Tasks –
a) Answer each question from the co-occurrence passage, marking your answers (i), (ii), (iii), one per line:
(i) How many iterations did the bootstrap procedure run?
(ii) What value does the contingency table hold when both nodes are altered?
(iii) What happens to the technique's statistical power when both nodes have very few foci?
b) For each statement, say whether the co-occurrence passage agrees with it. Answer yes or no, quote the words of the passage that decide it, and mark your answers (i), (ii), (iii).
(i) The calculus of the joint probabilities takes the intensity of the ALE values into account.
(ii) Many foci spread across different papers may improve the method's sensitivity for the related pathology.
(iii) The bootstrap procedure tested the reliability of the PHAC and dPHAC maps towards subsampling.
c) List every named section, paragraph, or figure that the co-occurrence passage refers the reader to.
(Given text begins)
As explained before, we calculate the co-occurrence of alterations in every experiment, each at a time. If there are many foci distributed across different papers, for example because more studies are related to a specific pathology, this may improve the sensitivity of our method for this pathology and not produce false positives, as the permutation for the threshold of this part would consider the amount of data. If, on the contrary, the number of foci were greater on one side in the same paper, this would not bias the result, as the contingency table would have always the same value: 1. Let us make an example by considering two nodes (A and B), and two experiments, one of which has few foci in A and many foci in B, but both nodes have a significant (albeit different) ALE value. The contingency table would have 1 because both nodes are altered, though with different intensity. Even in the case of an experiment reporting a balanced number of foci and significant ALE values of A and B, the contingency table would have again 1. In other words, the calculus of the joint probabilities does not consider the intensity of the ALE values but is based only on the fact that an area results or not in being altered. It worth noting that such consideration applies when the number of foci is uneven between two homotopic regions, but not when both nodes have very few foci. In this case, the statistical power of our technique will drop, as noted in the paragraph “
Unbalances in the directionality of the conditional probability among pathological homologous areas” of the discussion section.
Finally, the reliability towards subsampling of the PHAC and dPHAC maps was tested through a bootstrap procedure with 5000 iterations (see the Supplementary Materials for a detailed explanation and Figure S4).
(Given text ends)
(Data excerpts begins)
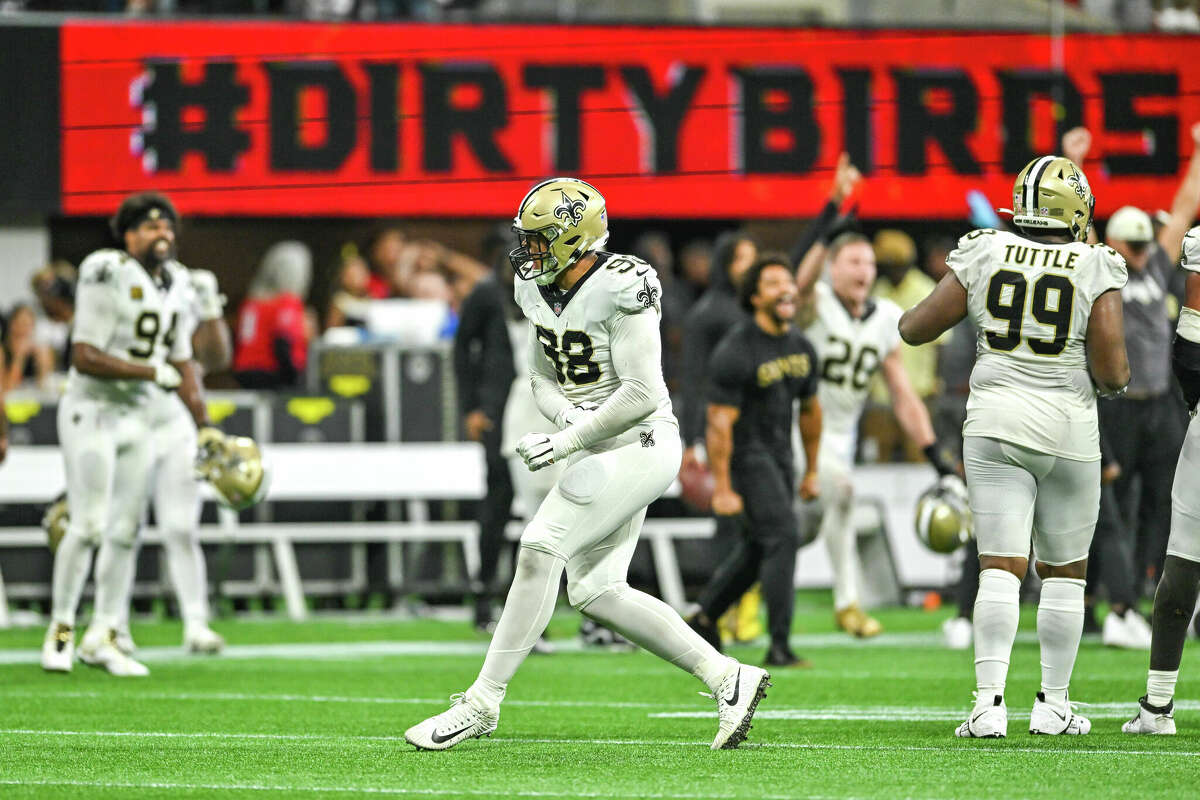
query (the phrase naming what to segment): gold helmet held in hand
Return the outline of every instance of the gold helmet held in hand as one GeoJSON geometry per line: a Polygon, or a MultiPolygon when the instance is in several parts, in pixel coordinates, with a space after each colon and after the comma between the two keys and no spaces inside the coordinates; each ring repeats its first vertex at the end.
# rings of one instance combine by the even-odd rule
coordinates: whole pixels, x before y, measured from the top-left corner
(Data excerpts ends)
(Data excerpts begins)
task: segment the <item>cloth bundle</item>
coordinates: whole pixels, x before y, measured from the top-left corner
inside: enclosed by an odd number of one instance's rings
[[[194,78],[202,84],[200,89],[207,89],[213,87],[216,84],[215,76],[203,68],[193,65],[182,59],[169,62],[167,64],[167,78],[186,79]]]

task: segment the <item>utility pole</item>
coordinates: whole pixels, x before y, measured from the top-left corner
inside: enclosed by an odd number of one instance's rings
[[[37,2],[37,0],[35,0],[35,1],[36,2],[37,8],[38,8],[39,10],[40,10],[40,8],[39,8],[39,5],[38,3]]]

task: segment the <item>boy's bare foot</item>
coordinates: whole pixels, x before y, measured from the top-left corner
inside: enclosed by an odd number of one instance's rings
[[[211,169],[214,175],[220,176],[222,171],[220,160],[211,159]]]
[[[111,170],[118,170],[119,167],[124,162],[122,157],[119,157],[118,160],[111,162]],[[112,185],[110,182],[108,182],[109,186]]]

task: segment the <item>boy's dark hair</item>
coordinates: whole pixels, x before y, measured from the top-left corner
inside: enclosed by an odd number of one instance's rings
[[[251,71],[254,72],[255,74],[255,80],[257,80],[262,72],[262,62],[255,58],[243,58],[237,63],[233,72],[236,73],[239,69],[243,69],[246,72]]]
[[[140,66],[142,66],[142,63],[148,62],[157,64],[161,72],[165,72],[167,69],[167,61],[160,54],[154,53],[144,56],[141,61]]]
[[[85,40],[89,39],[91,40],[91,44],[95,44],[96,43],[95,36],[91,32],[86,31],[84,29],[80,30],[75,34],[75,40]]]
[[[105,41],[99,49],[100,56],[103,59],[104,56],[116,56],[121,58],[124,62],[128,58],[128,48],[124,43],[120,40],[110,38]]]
(Data excerpts ends)
Solution list –
a)
(i) 5000
(ii) 1
(iii) It will drop.

b)
(i) No: "the calculus of the joint probabilities does not consider the intensity of the ALE values"
(ii) Yes: "this may improve the sensitivity of our method for this pathology and not produce false positives"
(iii) Yes: "the reliability towards subsampling of the PHAC and dPHAC maps was tested through a bootstrap procedure with 5000 iterations"

c)
- The paragraph "Unbalances in the directionality of the conditional probability among pathological homologous areas" of the discussion section
- The Supplementary Materials
- Figure S4